## Task statement
Repeat the listing verbatim from the line holding "For the photograph shown, identify where the glowing" through the line holding "[0,86,35,139]", including both of those lines.

## Data supplied

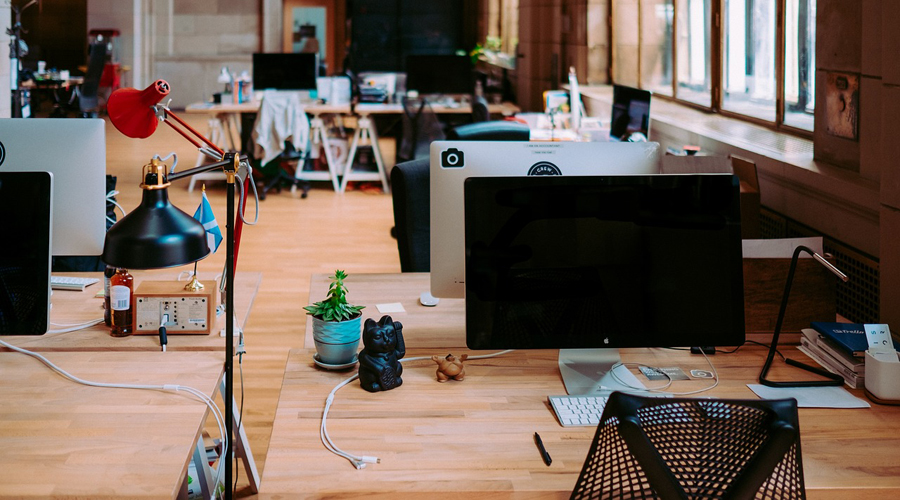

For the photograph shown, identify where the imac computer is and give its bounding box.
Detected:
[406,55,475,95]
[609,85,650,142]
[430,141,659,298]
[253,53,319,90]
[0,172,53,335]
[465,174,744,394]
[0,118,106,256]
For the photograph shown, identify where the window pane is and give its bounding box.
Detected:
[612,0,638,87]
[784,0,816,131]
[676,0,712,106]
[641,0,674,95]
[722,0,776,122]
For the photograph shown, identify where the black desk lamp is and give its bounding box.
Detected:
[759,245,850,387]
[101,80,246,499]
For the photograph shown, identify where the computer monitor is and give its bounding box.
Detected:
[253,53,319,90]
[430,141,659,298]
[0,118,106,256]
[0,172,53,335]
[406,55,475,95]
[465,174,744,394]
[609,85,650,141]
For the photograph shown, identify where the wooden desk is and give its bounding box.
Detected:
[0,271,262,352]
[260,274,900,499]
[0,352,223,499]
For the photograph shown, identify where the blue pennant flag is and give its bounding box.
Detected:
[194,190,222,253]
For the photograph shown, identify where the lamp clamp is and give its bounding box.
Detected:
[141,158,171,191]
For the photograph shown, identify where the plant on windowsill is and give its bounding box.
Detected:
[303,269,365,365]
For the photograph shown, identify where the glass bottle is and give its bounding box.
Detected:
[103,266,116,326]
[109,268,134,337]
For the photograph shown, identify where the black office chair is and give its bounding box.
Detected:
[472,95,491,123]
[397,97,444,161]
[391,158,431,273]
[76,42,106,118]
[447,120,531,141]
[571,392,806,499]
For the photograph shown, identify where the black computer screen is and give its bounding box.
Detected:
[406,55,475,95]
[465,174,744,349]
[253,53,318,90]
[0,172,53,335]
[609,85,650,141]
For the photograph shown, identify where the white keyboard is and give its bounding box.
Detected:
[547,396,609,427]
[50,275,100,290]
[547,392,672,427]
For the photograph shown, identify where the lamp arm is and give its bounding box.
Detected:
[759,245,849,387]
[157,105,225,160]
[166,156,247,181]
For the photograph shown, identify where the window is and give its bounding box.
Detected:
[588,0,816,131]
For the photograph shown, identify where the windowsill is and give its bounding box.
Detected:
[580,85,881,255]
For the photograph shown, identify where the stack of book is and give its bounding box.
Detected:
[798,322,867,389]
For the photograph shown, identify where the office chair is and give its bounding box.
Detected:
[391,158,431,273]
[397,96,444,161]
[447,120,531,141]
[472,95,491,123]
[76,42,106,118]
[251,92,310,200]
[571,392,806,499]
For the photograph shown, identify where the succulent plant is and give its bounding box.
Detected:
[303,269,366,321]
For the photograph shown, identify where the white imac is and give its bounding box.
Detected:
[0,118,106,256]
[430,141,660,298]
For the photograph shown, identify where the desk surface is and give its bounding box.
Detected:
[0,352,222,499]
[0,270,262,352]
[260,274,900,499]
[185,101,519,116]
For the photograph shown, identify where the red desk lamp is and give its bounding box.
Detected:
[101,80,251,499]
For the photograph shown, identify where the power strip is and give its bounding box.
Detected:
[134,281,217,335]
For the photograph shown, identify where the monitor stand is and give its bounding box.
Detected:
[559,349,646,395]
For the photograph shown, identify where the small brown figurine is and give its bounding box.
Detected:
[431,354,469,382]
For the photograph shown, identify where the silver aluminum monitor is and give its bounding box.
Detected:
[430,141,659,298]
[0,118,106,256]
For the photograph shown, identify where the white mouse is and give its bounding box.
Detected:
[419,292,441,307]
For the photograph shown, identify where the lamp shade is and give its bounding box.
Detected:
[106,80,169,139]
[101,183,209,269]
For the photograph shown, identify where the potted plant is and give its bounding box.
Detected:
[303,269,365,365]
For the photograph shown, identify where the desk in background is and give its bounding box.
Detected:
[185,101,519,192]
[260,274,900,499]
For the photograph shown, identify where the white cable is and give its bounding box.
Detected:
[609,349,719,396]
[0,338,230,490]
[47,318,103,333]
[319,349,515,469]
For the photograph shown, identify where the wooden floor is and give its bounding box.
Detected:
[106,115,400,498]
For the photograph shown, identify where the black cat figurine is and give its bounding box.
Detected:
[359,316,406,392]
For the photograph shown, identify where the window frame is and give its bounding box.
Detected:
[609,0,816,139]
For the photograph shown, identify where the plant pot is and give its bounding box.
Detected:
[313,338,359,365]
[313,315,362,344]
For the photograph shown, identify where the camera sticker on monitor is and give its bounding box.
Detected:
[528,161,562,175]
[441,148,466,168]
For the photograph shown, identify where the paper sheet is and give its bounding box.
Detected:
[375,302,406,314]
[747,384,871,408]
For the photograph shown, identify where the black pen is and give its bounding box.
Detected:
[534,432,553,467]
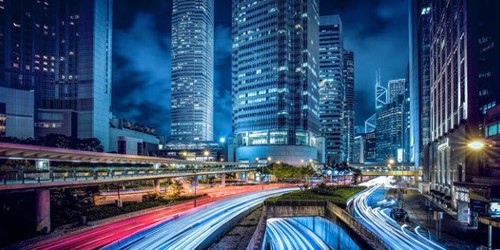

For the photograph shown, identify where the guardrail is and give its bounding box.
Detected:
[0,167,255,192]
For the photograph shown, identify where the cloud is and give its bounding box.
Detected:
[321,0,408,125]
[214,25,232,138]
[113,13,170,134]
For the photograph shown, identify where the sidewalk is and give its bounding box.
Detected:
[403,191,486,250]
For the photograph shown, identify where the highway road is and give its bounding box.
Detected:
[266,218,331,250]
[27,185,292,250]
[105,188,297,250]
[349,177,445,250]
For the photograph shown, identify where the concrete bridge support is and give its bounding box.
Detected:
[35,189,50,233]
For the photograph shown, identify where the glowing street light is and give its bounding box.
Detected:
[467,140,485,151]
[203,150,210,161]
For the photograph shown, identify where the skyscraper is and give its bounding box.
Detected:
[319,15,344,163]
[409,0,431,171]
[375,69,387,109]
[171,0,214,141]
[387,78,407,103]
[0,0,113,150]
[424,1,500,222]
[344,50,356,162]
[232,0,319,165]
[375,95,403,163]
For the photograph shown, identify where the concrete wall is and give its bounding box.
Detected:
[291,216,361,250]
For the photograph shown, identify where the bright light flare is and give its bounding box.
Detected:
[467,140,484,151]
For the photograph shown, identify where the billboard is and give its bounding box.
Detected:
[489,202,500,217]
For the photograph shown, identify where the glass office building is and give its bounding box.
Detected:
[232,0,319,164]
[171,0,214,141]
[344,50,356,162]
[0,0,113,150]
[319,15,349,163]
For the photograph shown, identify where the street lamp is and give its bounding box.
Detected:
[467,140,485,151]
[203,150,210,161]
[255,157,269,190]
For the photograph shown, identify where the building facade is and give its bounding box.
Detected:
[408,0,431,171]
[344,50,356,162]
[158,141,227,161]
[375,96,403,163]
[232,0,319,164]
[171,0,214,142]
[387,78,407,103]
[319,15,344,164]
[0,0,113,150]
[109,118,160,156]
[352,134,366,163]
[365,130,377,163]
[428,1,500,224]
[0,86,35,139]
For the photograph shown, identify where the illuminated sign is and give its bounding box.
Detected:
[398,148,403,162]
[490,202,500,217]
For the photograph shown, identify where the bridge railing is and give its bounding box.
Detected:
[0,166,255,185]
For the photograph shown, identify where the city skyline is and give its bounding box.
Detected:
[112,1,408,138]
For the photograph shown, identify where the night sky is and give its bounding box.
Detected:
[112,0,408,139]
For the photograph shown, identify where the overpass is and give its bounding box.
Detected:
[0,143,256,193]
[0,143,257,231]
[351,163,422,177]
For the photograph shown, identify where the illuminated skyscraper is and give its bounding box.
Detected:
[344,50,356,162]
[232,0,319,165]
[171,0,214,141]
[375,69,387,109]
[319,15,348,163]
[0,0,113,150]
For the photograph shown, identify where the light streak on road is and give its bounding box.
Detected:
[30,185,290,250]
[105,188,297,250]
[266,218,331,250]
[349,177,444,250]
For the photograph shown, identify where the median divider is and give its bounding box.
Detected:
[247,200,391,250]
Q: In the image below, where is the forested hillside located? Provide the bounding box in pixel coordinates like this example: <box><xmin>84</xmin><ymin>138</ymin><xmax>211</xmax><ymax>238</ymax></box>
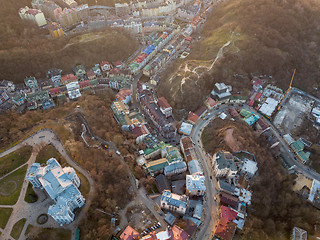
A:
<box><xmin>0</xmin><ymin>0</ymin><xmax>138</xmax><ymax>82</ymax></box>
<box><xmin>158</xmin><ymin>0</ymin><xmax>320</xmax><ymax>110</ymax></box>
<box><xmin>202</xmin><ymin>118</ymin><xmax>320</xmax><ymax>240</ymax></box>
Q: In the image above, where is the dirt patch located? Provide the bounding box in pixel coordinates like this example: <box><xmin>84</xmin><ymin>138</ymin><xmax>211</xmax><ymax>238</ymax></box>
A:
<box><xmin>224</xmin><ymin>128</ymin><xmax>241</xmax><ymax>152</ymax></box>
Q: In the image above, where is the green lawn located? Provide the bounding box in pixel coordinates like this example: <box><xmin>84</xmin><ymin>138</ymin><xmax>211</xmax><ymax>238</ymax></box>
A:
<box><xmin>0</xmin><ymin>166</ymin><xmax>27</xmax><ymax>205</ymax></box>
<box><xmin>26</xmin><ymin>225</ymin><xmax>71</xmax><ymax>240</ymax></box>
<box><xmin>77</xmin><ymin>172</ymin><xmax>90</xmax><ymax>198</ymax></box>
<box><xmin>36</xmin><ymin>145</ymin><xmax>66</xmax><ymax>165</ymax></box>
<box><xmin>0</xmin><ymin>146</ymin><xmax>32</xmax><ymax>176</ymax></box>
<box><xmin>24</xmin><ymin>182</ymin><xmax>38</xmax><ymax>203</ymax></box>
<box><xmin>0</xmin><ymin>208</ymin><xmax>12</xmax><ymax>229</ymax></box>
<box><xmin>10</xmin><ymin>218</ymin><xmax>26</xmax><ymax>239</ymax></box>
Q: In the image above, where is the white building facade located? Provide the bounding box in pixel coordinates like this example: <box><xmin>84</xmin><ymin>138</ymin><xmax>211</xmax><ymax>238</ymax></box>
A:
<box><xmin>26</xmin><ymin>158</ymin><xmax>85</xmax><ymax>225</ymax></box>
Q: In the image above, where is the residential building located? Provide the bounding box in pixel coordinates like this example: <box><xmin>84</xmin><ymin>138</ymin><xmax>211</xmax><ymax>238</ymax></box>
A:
* * *
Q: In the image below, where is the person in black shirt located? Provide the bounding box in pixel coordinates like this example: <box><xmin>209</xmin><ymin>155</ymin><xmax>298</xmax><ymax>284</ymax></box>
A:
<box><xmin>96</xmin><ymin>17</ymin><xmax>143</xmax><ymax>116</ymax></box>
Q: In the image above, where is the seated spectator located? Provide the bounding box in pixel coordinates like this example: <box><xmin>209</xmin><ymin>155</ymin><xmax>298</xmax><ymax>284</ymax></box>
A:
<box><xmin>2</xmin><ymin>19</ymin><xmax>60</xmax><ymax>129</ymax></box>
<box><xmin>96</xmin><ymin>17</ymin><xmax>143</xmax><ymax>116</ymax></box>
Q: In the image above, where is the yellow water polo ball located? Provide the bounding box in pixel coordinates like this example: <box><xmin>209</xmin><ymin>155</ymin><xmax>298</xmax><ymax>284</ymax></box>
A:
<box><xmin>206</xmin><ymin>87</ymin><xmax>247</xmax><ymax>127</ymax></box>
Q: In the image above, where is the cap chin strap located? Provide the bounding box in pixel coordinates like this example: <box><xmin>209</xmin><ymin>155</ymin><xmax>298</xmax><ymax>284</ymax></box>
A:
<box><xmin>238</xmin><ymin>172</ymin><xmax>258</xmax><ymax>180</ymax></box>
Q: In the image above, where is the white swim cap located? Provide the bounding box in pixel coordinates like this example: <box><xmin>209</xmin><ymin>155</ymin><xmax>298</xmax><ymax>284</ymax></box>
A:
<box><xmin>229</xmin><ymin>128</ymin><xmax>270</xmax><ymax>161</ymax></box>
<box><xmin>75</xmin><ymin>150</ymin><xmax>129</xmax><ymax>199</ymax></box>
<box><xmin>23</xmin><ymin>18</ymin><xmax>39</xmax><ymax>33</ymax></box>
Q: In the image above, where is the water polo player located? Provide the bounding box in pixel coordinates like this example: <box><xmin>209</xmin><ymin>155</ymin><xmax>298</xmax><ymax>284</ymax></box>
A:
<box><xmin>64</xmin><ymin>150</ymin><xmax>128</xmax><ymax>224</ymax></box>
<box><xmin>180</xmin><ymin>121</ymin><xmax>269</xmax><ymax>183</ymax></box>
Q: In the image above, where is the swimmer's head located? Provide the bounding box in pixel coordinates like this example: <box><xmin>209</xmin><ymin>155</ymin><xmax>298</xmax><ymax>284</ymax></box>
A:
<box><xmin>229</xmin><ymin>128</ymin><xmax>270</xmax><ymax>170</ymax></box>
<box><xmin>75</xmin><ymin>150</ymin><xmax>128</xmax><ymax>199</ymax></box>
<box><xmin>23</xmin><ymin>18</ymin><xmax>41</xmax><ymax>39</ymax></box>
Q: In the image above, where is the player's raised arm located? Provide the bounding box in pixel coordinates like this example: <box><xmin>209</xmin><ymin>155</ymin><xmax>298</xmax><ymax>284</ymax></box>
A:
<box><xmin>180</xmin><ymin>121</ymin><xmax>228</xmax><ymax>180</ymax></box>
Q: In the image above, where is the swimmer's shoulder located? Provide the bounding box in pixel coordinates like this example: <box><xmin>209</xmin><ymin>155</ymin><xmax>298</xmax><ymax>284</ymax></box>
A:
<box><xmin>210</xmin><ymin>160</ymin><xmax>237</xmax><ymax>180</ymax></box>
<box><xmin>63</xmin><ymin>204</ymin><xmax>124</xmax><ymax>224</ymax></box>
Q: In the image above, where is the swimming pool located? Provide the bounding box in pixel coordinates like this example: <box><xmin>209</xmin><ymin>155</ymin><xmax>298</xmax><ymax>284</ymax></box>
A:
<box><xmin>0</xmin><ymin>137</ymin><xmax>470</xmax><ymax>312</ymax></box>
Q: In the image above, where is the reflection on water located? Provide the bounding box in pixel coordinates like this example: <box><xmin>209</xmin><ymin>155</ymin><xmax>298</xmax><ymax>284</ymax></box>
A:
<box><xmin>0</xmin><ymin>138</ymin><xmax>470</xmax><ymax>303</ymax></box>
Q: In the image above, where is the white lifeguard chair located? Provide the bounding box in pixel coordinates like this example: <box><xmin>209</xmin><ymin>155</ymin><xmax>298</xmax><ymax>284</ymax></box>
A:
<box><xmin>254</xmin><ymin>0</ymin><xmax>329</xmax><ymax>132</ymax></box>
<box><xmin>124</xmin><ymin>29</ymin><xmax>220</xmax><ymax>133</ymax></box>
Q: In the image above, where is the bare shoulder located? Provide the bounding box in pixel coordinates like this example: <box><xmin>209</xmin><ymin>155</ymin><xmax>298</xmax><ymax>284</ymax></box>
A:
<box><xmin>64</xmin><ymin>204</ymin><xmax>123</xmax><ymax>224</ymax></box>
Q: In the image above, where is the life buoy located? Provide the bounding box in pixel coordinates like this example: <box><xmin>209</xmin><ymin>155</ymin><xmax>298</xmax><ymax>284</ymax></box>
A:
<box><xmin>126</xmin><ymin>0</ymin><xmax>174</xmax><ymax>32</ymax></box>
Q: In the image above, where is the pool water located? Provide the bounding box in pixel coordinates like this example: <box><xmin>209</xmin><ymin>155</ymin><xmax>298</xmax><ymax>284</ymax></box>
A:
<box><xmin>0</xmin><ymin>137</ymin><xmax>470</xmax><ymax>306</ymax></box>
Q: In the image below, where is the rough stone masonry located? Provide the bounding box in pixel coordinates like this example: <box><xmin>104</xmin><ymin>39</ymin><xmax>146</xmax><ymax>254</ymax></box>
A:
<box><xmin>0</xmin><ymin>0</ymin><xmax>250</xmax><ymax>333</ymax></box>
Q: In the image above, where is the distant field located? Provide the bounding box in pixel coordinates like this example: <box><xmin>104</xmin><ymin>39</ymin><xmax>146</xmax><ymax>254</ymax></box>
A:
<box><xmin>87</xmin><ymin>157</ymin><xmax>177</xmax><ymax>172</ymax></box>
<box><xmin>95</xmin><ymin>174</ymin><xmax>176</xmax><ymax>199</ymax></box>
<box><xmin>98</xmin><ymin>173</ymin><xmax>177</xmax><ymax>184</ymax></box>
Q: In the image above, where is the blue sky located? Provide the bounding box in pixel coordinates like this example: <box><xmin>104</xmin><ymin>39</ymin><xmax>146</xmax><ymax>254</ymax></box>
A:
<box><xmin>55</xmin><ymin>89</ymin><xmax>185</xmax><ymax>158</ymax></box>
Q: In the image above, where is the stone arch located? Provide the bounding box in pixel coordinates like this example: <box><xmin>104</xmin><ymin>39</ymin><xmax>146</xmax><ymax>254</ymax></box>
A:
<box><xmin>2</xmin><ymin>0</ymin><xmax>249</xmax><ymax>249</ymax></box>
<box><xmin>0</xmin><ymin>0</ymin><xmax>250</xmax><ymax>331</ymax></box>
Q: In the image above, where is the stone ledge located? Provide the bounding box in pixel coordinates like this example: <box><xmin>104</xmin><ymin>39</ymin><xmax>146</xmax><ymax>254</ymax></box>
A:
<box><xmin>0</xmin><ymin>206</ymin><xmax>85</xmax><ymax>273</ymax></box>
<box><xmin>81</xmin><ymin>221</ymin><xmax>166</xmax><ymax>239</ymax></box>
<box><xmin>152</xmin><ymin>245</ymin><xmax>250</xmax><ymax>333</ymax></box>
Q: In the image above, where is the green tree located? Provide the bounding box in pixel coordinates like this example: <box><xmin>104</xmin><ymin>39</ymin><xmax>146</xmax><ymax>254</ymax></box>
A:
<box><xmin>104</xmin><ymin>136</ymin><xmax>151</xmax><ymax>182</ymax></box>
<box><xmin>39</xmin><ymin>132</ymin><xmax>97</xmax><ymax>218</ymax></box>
* * *
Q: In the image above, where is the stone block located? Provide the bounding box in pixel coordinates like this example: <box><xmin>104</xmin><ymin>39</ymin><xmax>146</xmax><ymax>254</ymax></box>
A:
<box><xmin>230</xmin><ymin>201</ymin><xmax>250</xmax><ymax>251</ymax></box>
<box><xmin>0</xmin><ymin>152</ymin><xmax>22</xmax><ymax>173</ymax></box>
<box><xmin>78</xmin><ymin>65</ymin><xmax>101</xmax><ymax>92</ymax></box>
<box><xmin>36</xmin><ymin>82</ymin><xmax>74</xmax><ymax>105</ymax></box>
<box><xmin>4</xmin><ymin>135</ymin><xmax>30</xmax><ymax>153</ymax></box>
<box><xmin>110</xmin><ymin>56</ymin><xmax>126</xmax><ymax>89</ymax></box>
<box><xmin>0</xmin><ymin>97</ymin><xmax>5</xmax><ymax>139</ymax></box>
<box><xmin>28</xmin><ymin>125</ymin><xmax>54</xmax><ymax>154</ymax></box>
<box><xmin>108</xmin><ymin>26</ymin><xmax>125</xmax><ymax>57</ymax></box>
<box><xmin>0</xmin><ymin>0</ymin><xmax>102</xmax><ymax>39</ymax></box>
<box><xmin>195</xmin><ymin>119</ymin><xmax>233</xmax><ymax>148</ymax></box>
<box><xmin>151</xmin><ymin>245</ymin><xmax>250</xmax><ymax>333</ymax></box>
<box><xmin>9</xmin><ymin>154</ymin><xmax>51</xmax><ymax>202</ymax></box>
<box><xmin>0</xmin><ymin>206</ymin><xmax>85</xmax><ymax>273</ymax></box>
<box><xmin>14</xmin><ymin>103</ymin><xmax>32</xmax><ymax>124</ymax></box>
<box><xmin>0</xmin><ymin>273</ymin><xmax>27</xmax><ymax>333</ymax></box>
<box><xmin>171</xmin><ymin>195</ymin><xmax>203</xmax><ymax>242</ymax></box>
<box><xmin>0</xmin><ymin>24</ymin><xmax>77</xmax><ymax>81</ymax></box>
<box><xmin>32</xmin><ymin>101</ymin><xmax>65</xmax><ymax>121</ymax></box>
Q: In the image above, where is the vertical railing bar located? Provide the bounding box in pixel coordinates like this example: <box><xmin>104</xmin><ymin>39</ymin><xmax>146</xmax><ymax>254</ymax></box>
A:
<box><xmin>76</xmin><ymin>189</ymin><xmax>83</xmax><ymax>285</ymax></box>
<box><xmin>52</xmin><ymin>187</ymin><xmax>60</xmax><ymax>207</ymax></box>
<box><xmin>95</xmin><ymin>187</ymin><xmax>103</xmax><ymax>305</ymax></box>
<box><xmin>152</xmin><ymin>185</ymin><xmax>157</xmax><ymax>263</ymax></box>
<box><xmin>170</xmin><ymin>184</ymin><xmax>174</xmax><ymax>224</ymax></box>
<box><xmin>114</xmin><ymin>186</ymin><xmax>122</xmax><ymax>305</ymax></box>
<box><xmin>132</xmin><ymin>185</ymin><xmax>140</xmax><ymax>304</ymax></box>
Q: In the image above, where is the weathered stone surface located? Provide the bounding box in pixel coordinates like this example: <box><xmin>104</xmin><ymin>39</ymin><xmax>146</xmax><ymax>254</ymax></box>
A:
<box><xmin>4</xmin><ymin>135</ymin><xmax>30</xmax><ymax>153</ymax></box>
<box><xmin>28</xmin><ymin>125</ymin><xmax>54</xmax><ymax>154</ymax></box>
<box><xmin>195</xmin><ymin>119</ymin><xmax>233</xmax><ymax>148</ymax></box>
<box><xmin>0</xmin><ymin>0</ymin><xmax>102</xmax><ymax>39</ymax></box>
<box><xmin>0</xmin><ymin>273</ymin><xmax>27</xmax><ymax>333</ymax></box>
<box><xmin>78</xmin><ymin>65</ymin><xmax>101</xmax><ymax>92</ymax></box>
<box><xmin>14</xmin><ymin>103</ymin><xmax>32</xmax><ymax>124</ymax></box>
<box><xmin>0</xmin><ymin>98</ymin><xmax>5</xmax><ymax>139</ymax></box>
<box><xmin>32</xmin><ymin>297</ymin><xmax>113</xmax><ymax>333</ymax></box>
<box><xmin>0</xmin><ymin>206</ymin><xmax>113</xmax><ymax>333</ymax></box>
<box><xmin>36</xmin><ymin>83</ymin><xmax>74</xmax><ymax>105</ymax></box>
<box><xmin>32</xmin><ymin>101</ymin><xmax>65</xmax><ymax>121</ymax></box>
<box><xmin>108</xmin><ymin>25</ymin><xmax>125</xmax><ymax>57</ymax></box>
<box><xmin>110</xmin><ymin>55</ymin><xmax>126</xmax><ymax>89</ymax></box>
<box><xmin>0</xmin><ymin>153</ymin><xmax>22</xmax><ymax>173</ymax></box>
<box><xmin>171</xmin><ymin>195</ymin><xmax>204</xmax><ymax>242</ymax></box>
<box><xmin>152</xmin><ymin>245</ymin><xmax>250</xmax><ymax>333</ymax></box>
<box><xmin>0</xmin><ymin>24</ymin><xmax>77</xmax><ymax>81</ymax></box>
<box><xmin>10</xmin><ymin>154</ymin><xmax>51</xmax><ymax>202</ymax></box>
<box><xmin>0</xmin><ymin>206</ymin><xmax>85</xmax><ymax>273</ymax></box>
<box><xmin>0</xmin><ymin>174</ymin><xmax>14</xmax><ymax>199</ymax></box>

## Result of the task
For the photograph shown, identify where the glowing street light is and give its bounding box.
Detected:
[467,140,485,151]
[203,150,210,161]
For the photograph shown, identify where the skyscraper is and give its bounding box.
Detected:
[319,15,344,163]
[409,0,431,171]
[375,69,387,109]
[171,0,214,141]
[387,78,407,103]
[0,0,113,150]
[424,1,500,222]
[344,50,356,162]
[232,0,319,165]
[375,95,403,163]
For the photograph shown, identify where the concrete wall is and give its bounding box.
Detected:
[291,216,361,250]
For the photograph shown, identify where the bright light flare is and give its bounding box.
Detected:
[467,140,484,151]
For the photograph shown, identify where the billboard is and give its bounding box.
Detected:
[489,202,500,217]
For the photograph shown, identify where the glass office building is and give its bounding box.
Detected:
[232,0,319,164]
[171,0,214,141]
[344,50,356,162]
[0,0,113,150]
[319,15,349,163]
For the photograph shown, identify where the street lamp is and give its bounding box.
Detected:
[467,140,485,151]
[203,150,210,161]
[255,157,269,190]
For the photograph shown, identify where the building facade is and give its bounding box.
Detected:
[408,0,431,171]
[344,50,356,162]
[158,141,227,161]
[375,96,403,163]
[232,0,319,164]
[171,0,214,142]
[387,78,407,103]
[319,15,344,164]
[0,0,113,150]
[109,118,160,156]
[352,134,366,163]
[365,130,377,163]
[428,1,500,224]
[0,86,35,139]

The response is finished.